(Items from a dataset)

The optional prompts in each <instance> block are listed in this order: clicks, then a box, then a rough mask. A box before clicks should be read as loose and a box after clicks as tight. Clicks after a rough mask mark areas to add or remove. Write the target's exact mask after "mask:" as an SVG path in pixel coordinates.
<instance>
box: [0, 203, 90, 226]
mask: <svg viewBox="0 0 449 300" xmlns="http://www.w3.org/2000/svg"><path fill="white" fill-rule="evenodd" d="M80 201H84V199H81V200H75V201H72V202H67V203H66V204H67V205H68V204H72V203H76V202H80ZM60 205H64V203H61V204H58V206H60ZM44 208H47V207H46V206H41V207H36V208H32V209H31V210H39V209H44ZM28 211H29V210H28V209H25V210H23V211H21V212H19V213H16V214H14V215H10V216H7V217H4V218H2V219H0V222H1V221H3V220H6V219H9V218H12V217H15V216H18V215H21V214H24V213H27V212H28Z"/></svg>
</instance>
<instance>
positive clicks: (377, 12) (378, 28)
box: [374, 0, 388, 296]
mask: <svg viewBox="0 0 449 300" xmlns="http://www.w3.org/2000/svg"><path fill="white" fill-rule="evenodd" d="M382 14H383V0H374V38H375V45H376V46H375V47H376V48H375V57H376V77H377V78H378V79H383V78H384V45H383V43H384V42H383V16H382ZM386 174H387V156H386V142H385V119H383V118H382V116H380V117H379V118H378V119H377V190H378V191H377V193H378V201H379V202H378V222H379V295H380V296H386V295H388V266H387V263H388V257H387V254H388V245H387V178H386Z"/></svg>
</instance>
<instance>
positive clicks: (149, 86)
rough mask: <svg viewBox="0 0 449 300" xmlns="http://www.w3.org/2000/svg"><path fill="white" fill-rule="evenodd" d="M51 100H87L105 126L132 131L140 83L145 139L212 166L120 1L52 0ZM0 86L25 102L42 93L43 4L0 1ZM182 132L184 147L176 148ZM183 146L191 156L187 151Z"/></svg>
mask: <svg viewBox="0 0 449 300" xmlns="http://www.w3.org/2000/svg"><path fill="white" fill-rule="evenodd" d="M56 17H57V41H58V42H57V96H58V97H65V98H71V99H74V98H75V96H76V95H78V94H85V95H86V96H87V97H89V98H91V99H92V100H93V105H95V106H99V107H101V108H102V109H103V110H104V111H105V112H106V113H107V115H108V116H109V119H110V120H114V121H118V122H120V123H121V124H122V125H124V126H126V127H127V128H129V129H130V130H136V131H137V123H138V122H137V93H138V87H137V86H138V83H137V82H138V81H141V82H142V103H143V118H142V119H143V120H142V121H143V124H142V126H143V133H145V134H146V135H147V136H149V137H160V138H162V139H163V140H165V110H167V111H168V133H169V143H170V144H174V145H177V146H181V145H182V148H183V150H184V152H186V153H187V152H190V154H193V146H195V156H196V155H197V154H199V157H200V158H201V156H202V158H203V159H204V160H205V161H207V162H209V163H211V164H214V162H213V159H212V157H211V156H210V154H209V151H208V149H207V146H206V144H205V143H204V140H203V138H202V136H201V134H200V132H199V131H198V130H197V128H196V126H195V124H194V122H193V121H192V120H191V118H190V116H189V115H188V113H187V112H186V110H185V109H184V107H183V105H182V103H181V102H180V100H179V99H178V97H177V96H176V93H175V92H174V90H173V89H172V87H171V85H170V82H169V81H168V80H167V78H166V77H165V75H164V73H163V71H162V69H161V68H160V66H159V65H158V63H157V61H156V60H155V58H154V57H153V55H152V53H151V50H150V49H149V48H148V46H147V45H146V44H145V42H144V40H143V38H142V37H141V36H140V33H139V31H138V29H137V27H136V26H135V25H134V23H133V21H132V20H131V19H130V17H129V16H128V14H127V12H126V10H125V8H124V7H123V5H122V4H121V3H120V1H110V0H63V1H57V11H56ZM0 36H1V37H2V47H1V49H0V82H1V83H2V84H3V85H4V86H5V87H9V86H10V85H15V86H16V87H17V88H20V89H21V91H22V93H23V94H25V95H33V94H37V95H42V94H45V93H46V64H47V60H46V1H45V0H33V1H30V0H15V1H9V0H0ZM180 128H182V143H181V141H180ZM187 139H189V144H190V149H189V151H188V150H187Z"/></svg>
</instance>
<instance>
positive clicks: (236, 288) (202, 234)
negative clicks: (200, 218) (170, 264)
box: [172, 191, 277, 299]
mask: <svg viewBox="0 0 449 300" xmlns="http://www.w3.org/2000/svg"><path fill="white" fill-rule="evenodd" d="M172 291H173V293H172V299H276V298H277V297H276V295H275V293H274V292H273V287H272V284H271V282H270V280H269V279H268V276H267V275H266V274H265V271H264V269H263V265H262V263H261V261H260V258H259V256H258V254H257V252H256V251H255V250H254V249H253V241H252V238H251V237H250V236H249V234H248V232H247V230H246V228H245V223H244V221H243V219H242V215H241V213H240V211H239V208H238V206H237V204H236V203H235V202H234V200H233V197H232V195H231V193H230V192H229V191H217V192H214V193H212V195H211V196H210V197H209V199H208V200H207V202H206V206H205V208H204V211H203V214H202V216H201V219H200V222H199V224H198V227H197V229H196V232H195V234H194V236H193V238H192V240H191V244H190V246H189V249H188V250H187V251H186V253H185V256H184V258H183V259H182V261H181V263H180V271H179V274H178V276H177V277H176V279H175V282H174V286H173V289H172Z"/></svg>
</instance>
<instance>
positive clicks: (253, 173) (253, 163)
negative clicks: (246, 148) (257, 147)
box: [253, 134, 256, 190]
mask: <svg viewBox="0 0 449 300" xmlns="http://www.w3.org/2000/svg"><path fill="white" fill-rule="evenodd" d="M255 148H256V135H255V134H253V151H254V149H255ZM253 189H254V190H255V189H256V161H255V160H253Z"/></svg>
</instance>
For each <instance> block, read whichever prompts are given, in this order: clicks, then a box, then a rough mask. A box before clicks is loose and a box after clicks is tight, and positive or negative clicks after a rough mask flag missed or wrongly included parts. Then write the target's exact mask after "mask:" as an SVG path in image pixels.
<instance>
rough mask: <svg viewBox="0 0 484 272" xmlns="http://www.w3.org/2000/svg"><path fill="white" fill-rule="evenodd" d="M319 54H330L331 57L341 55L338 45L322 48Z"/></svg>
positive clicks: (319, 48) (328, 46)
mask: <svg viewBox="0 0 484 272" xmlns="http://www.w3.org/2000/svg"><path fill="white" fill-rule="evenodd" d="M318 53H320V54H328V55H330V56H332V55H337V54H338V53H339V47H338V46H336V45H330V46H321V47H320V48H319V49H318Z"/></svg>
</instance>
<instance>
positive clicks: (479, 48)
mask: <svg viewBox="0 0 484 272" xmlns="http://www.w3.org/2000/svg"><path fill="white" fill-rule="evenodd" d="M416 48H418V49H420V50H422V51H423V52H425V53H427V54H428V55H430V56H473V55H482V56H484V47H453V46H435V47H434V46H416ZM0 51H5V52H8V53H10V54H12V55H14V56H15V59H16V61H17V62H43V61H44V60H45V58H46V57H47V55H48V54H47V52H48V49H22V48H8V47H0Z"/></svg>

Problem details: The lines above from the one with "positive clicks: (377, 12) (378, 28)" through the one with "positive clicks: (149, 86)" are to be duplicated exactly, ends included, with nothing added.

Result for this exercise:
positive clicks: (377, 12) (378, 28)
box: [374, 0, 388, 296]
mask: <svg viewBox="0 0 449 300" xmlns="http://www.w3.org/2000/svg"><path fill="white" fill-rule="evenodd" d="M382 14H383V0H374V38H375V45H376V46H375V47H376V48H375V57H376V77H377V78H378V79H383V78H384V45H383V43H384V42H383V16H382ZM386 174H387V156H386V142H385V119H383V118H382V116H380V117H379V118H378V119H377V190H378V191H377V193H378V201H379V202H378V222H379V295H380V296H386V295H388V266H387V263H388V257H387V254H388V245H387V178H386Z"/></svg>
</instance>
<instance>
positive clicks: (149, 86)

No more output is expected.